▸ Source extract:
== == ==

Yeah ... tier 3s do seem to see the greatest number of resorts.  I have a couple of holiday weeks at a no-name (no preference) beachfront resort in a popular area with very limited supply.  It "sees" way more resorts than my Starwoods, so I like to search with it.  Then, when I see an area with a lot of choices (e.g., Aruba), I use my "nicer" resorts to narrow the search down from a quality perspective.  Unless it's in Europe (where the quality is generally much lower than here in the US), if my Starwoods can't see a resort (tier 4s), I don't want to go there!


----------



## rickandcindy23 (Sep 10, 2010)

But last year SBP could see things that SDO couldn't, because it apparently is/ was(?) a tier 3 trader.  I would say the quality rating is considerably lower than SDO.  But I am not noticing it this year as much, and I don't know why. 

Blue Ridge Village is still my top trader for quality.  I cannot even see most Silver-rated resorts with that week.  It's okay by me.


----------



## eal (Sep 10, 2010)

I bought a 1-br summer week at Poste Montane in Beaver Creek CO for $1 on ebay a few years ago.  It trades consistently for a 1-br at FSA and yesterday I managed to grab a 2-br for February 2011 with it (I LOVE the postings on the Sightings board!)


----------



## jerseygirl (Sep 10, 2010)

== == ==

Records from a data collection
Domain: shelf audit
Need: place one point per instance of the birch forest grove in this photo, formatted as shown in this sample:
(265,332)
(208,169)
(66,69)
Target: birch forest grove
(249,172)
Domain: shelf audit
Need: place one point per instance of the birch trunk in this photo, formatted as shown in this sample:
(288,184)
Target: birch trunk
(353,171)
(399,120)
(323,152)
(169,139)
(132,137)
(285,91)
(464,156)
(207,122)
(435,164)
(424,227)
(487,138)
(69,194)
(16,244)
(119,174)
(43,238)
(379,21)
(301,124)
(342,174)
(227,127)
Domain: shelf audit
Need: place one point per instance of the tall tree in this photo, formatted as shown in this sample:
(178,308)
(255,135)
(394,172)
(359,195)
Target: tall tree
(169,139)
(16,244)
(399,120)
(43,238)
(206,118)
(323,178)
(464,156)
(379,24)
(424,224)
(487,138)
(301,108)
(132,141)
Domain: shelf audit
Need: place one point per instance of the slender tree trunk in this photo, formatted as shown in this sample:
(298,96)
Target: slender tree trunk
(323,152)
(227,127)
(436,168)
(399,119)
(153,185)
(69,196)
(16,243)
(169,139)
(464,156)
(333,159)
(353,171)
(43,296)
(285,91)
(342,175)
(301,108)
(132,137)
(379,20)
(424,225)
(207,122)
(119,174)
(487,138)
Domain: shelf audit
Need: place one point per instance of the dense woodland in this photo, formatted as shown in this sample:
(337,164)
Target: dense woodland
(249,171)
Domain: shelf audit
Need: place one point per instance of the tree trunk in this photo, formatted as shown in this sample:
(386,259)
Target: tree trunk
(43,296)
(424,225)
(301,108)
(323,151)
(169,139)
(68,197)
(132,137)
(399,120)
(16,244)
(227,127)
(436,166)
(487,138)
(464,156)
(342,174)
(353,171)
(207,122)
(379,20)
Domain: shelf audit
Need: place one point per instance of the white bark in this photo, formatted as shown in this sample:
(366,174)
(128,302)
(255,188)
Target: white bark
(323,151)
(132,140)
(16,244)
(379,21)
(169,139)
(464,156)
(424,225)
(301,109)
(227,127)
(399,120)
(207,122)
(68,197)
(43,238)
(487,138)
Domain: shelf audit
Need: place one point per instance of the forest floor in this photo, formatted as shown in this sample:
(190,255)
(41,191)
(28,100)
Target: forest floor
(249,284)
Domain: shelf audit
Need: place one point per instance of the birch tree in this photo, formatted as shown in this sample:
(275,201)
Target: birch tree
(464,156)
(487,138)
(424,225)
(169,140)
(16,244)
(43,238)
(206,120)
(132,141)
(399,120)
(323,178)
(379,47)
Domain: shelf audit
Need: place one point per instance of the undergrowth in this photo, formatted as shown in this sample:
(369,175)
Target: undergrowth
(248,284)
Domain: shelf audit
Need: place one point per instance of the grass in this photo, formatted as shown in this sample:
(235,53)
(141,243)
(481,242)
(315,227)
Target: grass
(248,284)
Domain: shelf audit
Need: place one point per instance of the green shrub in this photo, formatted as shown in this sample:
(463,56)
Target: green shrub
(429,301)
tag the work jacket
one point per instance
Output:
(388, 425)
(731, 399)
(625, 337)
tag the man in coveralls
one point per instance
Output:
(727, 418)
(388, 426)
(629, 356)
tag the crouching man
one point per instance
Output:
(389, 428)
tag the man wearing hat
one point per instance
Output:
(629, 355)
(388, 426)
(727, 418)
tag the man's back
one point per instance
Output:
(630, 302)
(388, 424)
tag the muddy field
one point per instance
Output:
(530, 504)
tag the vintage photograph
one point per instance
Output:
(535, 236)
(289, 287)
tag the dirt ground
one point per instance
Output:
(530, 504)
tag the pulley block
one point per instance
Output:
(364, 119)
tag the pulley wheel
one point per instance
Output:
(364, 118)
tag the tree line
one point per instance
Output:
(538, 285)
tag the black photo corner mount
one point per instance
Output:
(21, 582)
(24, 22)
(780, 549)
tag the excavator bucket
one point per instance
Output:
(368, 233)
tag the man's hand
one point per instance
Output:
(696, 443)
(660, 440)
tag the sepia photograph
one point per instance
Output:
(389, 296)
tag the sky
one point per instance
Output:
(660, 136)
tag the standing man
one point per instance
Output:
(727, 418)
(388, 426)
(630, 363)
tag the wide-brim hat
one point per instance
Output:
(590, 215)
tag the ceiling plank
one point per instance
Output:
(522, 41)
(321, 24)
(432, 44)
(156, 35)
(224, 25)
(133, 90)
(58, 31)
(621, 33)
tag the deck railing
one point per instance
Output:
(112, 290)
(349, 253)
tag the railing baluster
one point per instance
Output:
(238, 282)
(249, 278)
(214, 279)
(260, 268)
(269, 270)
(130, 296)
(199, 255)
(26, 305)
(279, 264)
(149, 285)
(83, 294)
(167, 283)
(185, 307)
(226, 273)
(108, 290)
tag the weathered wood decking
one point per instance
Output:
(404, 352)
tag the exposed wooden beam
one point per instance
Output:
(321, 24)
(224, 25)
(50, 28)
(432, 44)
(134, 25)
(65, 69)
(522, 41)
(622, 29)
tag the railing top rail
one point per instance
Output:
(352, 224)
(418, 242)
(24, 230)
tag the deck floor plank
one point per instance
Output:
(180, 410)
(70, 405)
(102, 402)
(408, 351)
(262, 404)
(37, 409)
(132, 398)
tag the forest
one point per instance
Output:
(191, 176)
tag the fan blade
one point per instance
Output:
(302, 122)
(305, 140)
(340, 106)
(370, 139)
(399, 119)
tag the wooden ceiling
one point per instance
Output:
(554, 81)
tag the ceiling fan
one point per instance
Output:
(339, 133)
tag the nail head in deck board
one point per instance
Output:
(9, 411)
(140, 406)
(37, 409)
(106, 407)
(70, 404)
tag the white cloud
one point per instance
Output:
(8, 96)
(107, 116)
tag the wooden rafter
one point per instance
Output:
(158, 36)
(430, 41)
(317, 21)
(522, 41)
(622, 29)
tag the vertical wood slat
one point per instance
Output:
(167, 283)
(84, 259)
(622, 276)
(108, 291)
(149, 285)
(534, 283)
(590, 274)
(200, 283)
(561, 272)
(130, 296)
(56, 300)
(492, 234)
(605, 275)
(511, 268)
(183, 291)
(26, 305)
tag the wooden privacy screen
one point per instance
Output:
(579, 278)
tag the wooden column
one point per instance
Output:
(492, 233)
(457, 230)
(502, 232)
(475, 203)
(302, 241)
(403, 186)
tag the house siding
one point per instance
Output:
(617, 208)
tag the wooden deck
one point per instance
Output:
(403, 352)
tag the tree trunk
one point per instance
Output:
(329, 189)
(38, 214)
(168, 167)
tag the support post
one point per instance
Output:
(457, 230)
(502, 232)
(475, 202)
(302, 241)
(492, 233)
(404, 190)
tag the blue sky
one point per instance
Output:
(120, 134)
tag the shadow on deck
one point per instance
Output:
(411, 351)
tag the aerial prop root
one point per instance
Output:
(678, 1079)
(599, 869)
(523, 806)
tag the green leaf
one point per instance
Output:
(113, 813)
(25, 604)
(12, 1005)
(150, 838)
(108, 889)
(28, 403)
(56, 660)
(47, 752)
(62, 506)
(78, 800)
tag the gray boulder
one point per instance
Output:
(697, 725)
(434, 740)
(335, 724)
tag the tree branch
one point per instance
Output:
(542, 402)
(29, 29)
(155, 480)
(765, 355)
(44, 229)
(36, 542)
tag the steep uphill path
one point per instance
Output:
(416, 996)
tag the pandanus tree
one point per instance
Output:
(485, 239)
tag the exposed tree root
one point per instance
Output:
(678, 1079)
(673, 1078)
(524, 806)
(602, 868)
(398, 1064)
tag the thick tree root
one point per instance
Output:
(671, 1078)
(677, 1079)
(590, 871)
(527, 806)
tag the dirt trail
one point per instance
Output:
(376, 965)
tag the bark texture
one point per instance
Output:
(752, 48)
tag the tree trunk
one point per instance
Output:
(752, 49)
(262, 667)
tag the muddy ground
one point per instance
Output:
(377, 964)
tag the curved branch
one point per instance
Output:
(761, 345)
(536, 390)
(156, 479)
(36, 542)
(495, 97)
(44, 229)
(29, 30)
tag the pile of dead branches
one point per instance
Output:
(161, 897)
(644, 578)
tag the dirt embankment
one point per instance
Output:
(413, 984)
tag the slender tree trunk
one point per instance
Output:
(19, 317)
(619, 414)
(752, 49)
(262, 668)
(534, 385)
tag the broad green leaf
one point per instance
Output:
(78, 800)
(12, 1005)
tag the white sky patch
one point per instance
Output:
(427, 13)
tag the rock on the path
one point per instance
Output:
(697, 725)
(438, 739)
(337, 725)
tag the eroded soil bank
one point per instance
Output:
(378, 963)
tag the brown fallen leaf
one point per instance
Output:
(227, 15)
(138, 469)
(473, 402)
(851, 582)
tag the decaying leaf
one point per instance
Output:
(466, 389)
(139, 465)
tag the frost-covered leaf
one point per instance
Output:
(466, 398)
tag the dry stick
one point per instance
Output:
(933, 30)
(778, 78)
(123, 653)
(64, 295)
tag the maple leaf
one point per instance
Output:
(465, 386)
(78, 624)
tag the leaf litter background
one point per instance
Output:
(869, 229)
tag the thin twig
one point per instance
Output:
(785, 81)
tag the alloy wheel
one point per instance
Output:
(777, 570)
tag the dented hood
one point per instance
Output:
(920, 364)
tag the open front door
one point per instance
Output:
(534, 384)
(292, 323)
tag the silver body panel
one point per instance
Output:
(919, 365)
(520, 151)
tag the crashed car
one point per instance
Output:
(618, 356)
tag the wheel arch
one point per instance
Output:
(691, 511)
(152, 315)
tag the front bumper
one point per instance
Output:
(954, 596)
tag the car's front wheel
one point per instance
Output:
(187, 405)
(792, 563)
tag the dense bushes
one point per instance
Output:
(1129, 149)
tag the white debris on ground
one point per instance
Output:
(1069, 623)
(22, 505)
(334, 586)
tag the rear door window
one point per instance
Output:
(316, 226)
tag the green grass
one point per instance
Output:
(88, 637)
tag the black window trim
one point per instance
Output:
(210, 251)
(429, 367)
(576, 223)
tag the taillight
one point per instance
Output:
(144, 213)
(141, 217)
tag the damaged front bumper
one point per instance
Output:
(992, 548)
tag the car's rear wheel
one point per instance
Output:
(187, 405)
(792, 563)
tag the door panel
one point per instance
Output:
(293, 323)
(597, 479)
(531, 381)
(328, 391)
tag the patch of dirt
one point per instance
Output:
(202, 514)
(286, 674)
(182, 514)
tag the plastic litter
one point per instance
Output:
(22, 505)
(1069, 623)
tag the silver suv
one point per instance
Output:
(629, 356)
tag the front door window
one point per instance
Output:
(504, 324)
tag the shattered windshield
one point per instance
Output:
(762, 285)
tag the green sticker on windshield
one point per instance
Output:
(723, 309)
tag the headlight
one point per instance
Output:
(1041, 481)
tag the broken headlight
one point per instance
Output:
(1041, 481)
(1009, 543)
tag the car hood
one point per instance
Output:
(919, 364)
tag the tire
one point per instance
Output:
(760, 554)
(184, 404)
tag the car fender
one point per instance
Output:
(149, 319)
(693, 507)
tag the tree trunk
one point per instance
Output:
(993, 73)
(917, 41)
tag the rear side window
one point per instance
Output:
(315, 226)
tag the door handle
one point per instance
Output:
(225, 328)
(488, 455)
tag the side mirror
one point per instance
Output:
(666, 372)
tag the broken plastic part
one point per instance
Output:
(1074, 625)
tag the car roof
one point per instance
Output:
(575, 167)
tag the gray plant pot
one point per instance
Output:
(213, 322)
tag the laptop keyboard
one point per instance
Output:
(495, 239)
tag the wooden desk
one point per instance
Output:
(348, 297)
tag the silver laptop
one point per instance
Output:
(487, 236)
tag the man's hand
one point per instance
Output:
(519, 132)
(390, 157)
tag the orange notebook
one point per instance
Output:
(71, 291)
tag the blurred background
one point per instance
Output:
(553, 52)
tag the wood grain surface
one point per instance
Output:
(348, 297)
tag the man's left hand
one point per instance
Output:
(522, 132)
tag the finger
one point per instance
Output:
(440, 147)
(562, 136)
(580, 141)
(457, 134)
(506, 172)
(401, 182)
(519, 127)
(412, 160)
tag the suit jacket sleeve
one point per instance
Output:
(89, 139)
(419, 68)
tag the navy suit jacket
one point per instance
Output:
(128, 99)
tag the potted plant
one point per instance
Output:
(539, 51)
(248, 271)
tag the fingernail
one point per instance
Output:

== == ==

▸ Objective: In the timeshare forum thread, how much was paid for the summer week at Poste Montane in Beaver Creek, and where was it bought?

▸ Output of the task: $1 on ebay.